(Your goal) Count how many of the lines below contain the word "parked". Reply with the number alone.

(Information supplied)
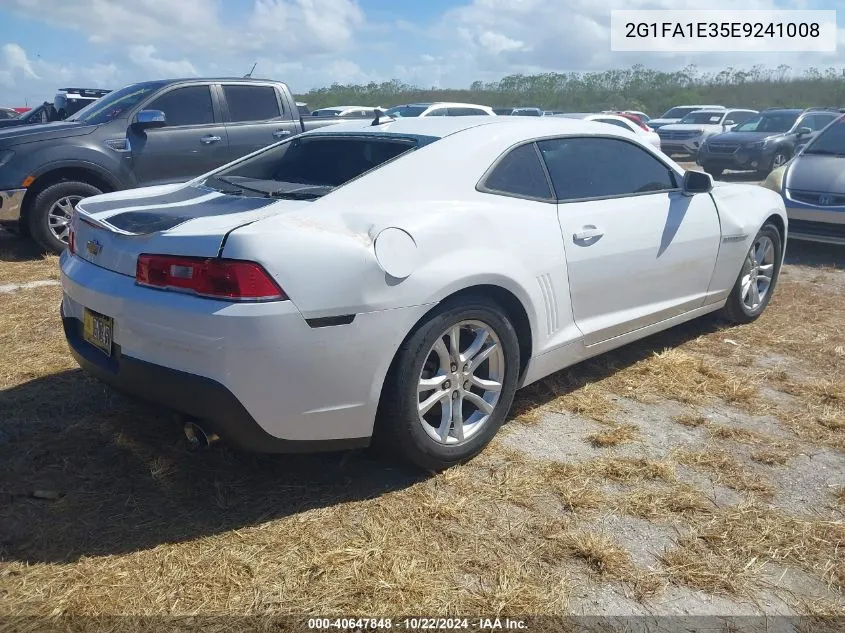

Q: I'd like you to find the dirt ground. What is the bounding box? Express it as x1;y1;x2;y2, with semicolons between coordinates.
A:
0;183;845;628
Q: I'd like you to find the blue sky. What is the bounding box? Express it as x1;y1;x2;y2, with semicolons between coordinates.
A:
0;0;845;105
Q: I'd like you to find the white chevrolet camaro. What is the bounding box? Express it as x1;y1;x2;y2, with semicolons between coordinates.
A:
61;117;787;469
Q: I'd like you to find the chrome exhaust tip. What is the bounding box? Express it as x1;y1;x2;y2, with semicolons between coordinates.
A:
183;421;220;450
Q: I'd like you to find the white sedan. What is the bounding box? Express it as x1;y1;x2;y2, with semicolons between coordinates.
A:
556;112;660;151
61;117;787;469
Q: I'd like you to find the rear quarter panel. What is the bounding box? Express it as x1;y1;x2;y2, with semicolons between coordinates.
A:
709;183;788;301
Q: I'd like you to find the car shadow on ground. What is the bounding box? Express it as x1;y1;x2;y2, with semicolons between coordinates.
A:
784;235;845;269
0;229;44;263
0;318;718;563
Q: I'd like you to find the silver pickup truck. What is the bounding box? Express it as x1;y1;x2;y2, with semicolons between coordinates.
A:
0;79;340;253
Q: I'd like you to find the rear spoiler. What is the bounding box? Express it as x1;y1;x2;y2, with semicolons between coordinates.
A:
59;88;111;98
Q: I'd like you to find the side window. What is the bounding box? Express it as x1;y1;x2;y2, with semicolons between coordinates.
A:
483;143;552;200
537;137;678;200
144;86;214;127
728;110;754;125
223;85;282;123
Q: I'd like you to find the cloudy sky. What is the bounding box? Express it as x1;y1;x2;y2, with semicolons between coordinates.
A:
0;0;845;105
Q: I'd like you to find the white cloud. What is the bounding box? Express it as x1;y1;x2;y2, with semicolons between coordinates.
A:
127;44;199;77
0;42;40;79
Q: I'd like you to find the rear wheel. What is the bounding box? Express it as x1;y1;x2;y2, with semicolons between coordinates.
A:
373;297;519;471
28;180;102;254
722;224;783;323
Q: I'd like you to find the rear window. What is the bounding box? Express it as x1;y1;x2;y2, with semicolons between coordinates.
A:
223;85;282;123
205;135;419;199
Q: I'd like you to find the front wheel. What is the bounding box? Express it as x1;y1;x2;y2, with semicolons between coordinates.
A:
722;224;783;323
28;181;102;254
373;297;519;471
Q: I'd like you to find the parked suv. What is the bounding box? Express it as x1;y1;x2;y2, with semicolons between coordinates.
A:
696;108;839;177
53;88;111;121
657;108;757;156
763;116;845;246
0;79;338;253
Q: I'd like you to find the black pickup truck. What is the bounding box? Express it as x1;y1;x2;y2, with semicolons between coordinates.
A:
0;79;338;253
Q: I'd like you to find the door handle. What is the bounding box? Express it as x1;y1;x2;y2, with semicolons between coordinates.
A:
572;224;604;242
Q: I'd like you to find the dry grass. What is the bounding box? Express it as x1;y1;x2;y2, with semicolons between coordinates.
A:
617;485;715;521
672;413;708;428
674;449;774;497
587;424;640;448
668;504;845;592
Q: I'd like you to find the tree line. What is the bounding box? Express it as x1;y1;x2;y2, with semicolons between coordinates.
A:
297;65;845;116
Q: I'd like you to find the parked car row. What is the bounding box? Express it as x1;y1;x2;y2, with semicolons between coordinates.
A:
61;113;787;470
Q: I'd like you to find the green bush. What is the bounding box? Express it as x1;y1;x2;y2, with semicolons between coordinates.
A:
297;66;845;117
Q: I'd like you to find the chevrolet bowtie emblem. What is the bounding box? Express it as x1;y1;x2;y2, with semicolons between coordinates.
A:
86;240;103;255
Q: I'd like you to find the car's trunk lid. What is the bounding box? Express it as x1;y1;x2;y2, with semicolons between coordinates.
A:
73;180;309;277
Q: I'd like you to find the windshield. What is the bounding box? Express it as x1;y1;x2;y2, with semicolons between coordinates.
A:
660;108;698;119
385;106;428;119
678;112;725;125
803;117;845;156
734;112;798;132
68;81;166;125
202;134;419;200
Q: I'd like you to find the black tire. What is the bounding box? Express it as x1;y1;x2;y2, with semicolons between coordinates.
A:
27;180;103;255
373;296;520;471
757;149;791;178
702;165;725;178
721;223;783;324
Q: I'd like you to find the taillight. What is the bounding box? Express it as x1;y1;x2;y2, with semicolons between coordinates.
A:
135;254;288;301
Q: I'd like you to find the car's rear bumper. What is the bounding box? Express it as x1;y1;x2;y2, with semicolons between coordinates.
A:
784;207;845;245
62;313;370;453
0;189;26;224
696;148;773;171
61;251;429;452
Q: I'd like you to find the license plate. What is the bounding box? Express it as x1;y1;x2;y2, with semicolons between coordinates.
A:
82;308;114;356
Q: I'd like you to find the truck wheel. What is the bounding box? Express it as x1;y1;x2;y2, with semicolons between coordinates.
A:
28;180;103;255
702;165;725;178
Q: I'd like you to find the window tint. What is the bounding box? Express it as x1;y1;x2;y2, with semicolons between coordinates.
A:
537;137;677;200
799;114;836;132
211;134;416;191
144;86;214;126
484;143;552;200
223;86;281;123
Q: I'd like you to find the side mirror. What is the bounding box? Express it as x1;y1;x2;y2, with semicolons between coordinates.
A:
682;169;713;195
133;110;167;129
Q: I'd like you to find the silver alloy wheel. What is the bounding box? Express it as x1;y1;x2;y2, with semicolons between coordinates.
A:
742;235;775;312
47;196;82;244
417;321;505;445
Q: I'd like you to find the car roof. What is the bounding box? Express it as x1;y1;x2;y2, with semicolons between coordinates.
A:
305;116;635;143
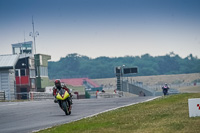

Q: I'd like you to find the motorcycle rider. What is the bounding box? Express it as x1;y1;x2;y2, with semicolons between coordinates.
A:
162;83;169;95
53;79;72;110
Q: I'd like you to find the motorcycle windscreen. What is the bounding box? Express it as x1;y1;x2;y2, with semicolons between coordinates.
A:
56;91;69;100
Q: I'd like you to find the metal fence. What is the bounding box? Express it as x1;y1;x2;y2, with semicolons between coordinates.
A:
0;91;6;100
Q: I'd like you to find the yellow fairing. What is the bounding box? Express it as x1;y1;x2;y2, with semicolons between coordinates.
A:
56;91;69;100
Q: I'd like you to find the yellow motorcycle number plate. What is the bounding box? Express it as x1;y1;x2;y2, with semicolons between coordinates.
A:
56;91;69;100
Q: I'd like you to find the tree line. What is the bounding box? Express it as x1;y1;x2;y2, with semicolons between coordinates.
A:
48;52;200;79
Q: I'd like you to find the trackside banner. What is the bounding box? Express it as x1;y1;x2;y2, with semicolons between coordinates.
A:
188;98;200;117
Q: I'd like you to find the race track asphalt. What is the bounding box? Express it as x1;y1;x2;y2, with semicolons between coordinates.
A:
0;97;158;133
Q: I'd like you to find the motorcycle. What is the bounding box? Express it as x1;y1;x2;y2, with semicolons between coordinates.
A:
56;89;71;115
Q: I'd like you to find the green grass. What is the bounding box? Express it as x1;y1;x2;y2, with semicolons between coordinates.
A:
39;93;200;133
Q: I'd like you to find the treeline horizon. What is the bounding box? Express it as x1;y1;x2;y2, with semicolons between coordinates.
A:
48;52;200;79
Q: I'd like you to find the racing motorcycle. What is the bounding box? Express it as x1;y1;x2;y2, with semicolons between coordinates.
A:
56;88;71;115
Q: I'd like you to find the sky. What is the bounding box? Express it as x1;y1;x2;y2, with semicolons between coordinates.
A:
0;0;200;61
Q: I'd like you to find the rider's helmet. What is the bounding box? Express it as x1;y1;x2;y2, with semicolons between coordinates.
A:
54;79;61;89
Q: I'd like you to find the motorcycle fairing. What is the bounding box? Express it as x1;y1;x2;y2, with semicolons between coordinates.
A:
56;91;69;100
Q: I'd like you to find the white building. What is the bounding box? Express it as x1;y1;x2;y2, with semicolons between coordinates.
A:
0;55;19;100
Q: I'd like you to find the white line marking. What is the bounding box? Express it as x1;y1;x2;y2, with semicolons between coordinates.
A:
32;96;161;133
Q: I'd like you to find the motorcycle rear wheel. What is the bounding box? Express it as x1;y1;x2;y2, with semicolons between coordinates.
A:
62;101;71;115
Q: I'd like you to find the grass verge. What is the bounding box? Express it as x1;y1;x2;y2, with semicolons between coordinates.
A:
39;93;200;133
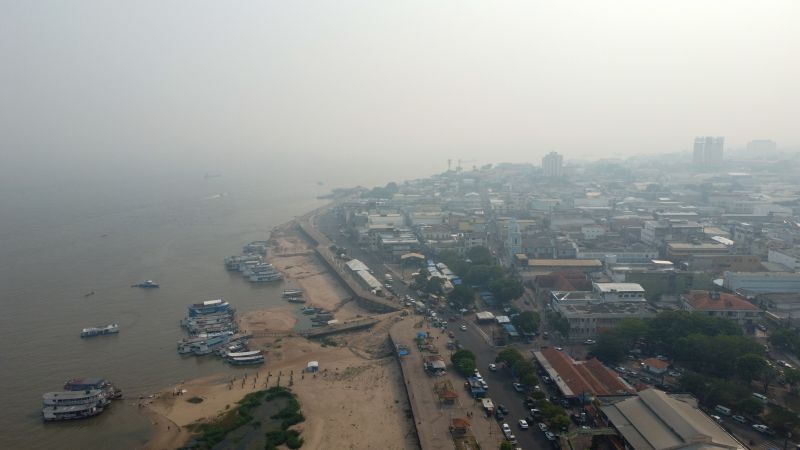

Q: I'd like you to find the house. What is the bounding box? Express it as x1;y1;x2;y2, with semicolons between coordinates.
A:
600;389;747;450
681;291;763;327
642;358;669;375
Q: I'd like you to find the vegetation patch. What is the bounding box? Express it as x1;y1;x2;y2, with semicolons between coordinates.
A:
191;387;305;449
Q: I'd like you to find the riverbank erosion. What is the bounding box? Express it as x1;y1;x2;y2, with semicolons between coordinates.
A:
145;337;416;449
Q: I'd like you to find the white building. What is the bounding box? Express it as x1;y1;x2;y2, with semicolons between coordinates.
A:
767;248;800;270
542;152;564;177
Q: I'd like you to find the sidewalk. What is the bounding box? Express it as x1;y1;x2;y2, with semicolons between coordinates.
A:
389;316;501;450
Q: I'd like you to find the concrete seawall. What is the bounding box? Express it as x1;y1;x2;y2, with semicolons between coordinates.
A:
297;219;401;313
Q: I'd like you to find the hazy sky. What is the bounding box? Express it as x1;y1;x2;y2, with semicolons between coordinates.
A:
0;0;800;181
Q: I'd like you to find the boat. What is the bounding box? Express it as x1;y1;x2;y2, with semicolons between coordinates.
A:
81;323;119;337
228;355;264;366
42;389;111;408
225;350;262;358
64;378;122;399
247;272;283;283
42;404;103;422
189;298;231;317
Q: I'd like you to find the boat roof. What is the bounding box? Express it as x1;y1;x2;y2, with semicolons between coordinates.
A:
66;377;106;386
42;389;102;400
42;403;96;413
228;350;261;358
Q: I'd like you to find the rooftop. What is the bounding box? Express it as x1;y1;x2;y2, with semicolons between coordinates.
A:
534;347;633;397
681;291;758;311
601;389;746;450
594;283;644;294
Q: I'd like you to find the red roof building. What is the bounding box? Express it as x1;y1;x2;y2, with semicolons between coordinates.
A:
533;347;635;398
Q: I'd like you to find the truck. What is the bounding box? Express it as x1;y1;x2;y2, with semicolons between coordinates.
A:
481;398;494;416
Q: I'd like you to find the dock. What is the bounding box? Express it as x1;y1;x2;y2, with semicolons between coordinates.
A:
301;319;379;338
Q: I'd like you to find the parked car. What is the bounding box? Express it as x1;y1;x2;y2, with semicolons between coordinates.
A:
753;424;775;436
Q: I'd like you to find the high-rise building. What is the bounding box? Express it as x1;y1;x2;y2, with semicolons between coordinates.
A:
747;139;778;156
692;136;725;167
542;152;564;177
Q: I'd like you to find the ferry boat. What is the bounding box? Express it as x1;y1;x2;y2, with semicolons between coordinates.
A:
189;298;231;317
42;404;103;422
225;350;262;358
228;355;264;366
248;272;283;283
64;378;122;399
242;241;269;255
81;323;119;337
283;289;303;298
42;389;111;408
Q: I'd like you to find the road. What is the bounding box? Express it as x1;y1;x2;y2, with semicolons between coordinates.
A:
453;318;551;449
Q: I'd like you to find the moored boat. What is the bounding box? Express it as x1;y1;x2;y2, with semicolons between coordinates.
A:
81;323;119;337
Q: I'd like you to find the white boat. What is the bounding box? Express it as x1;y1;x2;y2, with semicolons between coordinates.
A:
42;404;103;422
81;323;119;337
225;350;261;358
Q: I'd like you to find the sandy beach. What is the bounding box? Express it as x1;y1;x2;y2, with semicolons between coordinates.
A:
142;223;417;450
144;337;414;450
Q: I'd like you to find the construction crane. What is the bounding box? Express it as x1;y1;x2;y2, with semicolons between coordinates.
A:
456;159;477;172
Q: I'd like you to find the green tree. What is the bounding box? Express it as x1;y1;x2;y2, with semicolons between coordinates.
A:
736;353;767;383
511;311;541;333
489;277;525;304
447;284;475;308
783;369;800;394
450;349;476;377
732;396;764;417
547;312;570;338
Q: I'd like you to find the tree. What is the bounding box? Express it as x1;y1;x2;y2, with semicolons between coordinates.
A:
592;330;630;364
447;284;475;308
736;353;767;383
450;349;477;377
783;369;800;394
733;396;764;417
467;246;495;266
489;277;525;304
511;311;541;333
547;312;570;338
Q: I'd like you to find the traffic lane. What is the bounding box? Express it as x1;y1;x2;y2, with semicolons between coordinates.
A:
456;322;551;449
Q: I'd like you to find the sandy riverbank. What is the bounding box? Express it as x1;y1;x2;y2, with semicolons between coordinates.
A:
145;337;414;450
268;227;348;314
144;220;417;450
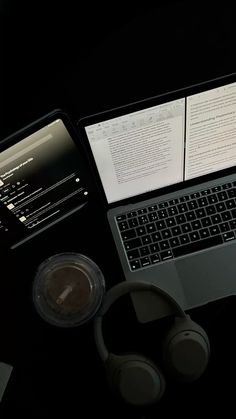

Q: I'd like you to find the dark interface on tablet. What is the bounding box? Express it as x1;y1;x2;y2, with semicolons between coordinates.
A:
0;119;88;247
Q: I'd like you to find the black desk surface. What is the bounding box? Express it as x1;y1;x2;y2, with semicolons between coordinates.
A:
0;1;236;419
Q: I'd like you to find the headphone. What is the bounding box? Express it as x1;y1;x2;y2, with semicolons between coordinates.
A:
94;281;210;406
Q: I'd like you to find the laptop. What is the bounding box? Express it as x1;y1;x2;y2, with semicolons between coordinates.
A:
78;73;236;323
0;110;89;251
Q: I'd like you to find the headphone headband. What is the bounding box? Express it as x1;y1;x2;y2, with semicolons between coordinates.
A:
94;281;187;362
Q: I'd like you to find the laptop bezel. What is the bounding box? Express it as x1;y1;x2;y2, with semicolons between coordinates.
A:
77;73;236;210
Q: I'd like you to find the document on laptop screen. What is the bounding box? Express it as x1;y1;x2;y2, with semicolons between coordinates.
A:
85;83;236;203
86;98;185;203
185;83;236;180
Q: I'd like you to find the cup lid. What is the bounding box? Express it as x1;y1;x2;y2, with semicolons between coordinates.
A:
33;252;105;327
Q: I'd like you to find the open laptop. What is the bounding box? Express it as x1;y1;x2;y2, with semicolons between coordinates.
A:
0;110;89;250
78;73;236;322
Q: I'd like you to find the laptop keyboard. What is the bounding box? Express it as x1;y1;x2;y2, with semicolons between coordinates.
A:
116;182;236;271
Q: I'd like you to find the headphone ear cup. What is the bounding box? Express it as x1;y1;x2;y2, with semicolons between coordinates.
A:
105;354;166;406
163;316;210;382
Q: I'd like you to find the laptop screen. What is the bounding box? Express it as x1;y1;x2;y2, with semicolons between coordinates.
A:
0;115;88;247
84;82;236;203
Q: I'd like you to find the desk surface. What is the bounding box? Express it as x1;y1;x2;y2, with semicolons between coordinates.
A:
0;1;236;419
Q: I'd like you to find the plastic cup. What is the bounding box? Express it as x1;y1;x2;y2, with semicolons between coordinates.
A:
33;252;105;327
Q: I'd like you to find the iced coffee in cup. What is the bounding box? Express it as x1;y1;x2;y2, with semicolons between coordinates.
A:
33;253;105;327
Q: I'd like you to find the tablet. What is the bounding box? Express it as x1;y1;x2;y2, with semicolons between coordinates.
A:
0;110;89;249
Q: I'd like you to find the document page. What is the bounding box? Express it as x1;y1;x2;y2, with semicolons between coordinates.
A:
86;98;185;203
185;83;236;180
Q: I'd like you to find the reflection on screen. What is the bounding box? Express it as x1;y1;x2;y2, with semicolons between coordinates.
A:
85;83;236;203
0;119;88;246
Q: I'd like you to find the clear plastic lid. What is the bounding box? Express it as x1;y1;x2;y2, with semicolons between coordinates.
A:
33;252;105;327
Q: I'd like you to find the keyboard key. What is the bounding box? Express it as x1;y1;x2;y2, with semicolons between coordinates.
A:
160;250;173;260
141;236;152;244
148;205;157;211
219;222;230;233
124;237;142;250
223;231;235;242
169;237;180;247
150;253;161;263
208;194;218;205
186;211;196;221
151;231;161;242
189;231;200;242
167;207;178;217
118;221;129;231
199;228;210;239
128;218;138;228
127;249;139;260
177;202;188;213
127;211;137;218
139;246;150;256
201;217;212;227
209;226;220;236
130;260;141;271
140;257;151;268
138;215;149;225
146;223;156;233
121;230;136;240
116;214;126;221
149;243;160;253
148;212;158;222
166;217;176;227
159;240;170;250
179;234;190;244
137;208;147;215
136;226;147;236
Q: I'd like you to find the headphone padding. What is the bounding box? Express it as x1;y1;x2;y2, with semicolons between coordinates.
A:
163;316;210;382
106;354;166;406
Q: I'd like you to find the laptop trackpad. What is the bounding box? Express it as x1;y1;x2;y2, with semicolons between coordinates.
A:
176;242;236;308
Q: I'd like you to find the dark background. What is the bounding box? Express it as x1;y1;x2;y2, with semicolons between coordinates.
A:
0;0;236;419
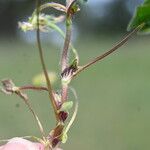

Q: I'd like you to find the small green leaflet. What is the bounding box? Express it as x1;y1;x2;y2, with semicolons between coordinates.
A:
127;0;150;34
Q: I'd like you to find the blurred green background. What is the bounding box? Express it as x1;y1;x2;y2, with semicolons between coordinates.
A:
0;0;150;150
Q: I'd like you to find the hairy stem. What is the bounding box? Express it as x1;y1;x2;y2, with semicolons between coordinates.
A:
61;23;71;71
61;18;72;102
73;23;145;77
36;0;58;121
19;85;48;91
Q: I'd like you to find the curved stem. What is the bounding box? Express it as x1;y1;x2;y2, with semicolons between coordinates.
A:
73;23;145;77
61;23;71;71
36;0;58;121
39;2;66;12
61;17;72;103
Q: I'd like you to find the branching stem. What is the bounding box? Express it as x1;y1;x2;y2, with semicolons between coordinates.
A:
36;0;58;121
73;23;145;77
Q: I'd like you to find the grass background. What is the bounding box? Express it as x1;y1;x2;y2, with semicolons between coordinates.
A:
0;36;150;150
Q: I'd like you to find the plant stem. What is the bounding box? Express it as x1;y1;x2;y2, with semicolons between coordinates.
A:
61;22;71;71
61;18;72;103
37;0;59;121
73;23;145;77
19;85;48;91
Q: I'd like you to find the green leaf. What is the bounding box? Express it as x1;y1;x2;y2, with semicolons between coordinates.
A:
60;101;73;112
127;0;150;34
144;0;150;4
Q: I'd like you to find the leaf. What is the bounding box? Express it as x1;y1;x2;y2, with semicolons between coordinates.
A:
127;0;150;34
60;101;73;112
32;72;57;86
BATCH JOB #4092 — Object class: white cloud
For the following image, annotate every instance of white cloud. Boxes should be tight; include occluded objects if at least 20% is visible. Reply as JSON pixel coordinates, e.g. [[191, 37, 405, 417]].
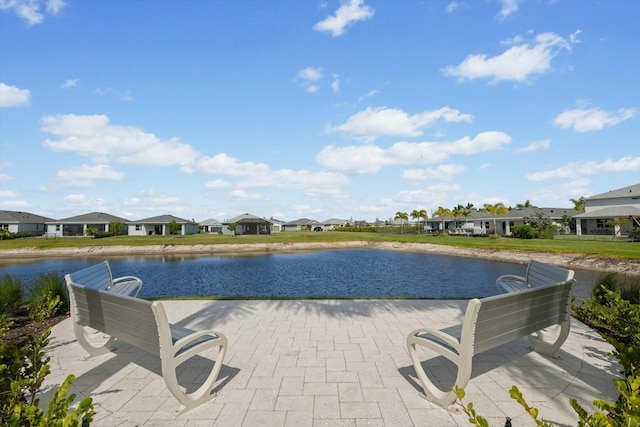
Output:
[[442, 33, 571, 83], [56, 165, 125, 187], [316, 131, 511, 174], [515, 139, 551, 153], [204, 179, 231, 190], [297, 67, 322, 93], [0, 83, 31, 107], [313, 0, 375, 37], [60, 79, 78, 89], [0, 0, 66, 25], [527, 156, 640, 181], [327, 107, 473, 141], [553, 108, 636, 132], [41, 114, 198, 172], [499, 0, 521, 18], [197, 153, 350, 199], [402, 164, 467, 182]]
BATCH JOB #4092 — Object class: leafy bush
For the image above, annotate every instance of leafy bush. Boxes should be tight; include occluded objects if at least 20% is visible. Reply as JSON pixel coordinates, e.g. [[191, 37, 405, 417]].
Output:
[[28, 273, 69, 321], [511, 224, 538, 239], [0, 318, 95, 426], [0, 274, 22, 315]]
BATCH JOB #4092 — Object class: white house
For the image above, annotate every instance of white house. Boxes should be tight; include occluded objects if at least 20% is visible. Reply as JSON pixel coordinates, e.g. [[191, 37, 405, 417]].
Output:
[[46, 212, 129, 237], [574, 184, 640, 235], [0, 211, 53, 236], [127, 215, 199, 236]]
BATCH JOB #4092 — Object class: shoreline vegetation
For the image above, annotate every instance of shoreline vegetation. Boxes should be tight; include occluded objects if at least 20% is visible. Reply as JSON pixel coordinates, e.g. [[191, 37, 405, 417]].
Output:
[[0, 232, 640, 276]]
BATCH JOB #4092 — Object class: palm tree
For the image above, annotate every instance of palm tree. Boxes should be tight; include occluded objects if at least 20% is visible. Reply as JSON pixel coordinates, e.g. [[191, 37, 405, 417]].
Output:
[[393, 211, 409, 233], [480, 202, 509, 235], [411, 209, 427, 233], [569, 197, 584, 212], [431, 206, 452, 233]]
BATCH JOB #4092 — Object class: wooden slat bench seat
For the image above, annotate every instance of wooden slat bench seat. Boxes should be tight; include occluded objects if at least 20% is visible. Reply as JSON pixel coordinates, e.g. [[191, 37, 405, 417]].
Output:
[[69, 261, 142, 297], [65, 267, 227, 413], [407, 279, 574, 408], [496, 259, 574, 292]]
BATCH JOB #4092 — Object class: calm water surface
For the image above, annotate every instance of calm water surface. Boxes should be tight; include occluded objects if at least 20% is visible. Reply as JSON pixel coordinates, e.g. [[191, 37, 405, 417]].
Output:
[[0, 249, 600, 299]]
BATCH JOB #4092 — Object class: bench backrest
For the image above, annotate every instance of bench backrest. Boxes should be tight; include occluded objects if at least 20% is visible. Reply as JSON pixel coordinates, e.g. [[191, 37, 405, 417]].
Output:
[[67, 261, 112, 289], [526, 259, 574, 288], [67, 282, 160, 355], [462, 279, 575, 354]]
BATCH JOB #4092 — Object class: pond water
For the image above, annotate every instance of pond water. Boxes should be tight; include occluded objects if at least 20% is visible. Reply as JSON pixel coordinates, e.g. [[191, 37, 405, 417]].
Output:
[[0, 249, 600, 299]]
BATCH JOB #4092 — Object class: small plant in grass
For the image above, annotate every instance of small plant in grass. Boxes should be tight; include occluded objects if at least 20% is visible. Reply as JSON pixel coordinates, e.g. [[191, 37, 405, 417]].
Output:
[[0, 274, 22, 315], [28, 273, 69, 321], [0, 318, 95, 427]]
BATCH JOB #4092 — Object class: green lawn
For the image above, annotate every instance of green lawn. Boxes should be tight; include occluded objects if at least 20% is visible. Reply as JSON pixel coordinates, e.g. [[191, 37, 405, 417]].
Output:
[[0, 231, 640, 259]]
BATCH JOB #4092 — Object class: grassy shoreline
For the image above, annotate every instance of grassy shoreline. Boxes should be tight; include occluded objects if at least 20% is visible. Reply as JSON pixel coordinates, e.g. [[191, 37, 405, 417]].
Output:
[[0, 232, 640, 260]]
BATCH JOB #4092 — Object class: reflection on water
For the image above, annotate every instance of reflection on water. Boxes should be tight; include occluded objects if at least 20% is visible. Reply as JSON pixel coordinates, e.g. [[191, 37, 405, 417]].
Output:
[[0, 249, 600, 299]]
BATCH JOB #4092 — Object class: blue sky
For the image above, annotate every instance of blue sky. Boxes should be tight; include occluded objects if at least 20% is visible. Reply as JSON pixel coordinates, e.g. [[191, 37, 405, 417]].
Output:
[[0, 0, 640, 221]]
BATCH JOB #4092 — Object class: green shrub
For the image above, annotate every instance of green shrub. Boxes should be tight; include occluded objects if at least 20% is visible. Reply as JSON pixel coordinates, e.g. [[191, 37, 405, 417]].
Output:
[[0, 274, 22, 315], [511, 224, 538, 239], [27, 273, 69, 322], [0, 318, 95, 427]]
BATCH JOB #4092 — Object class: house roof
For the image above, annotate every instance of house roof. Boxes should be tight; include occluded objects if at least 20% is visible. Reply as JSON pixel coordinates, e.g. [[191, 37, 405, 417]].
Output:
[[224, 213, 269, 224], [47, 212, 129, 224], [284, 218, 320, 225], [585, 184, 640, 200], [0, 211, 53, 224], [130, 215, 196, 224], [574, 205, 640, 219], [198, 218, 222, 226]]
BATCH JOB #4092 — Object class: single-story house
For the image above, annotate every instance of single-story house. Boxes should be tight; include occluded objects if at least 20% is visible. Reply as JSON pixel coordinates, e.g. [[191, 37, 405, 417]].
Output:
[[320, 218, 349, 231], [198, 218, 222, 234], [222, 213, 271, 236], [574, 184, 640, 235], [46, 212, 129, 237], [0, 211, 53, 236], [127, 215, 199, 236], [282, 218, 322, 231]]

(Exercise result) 3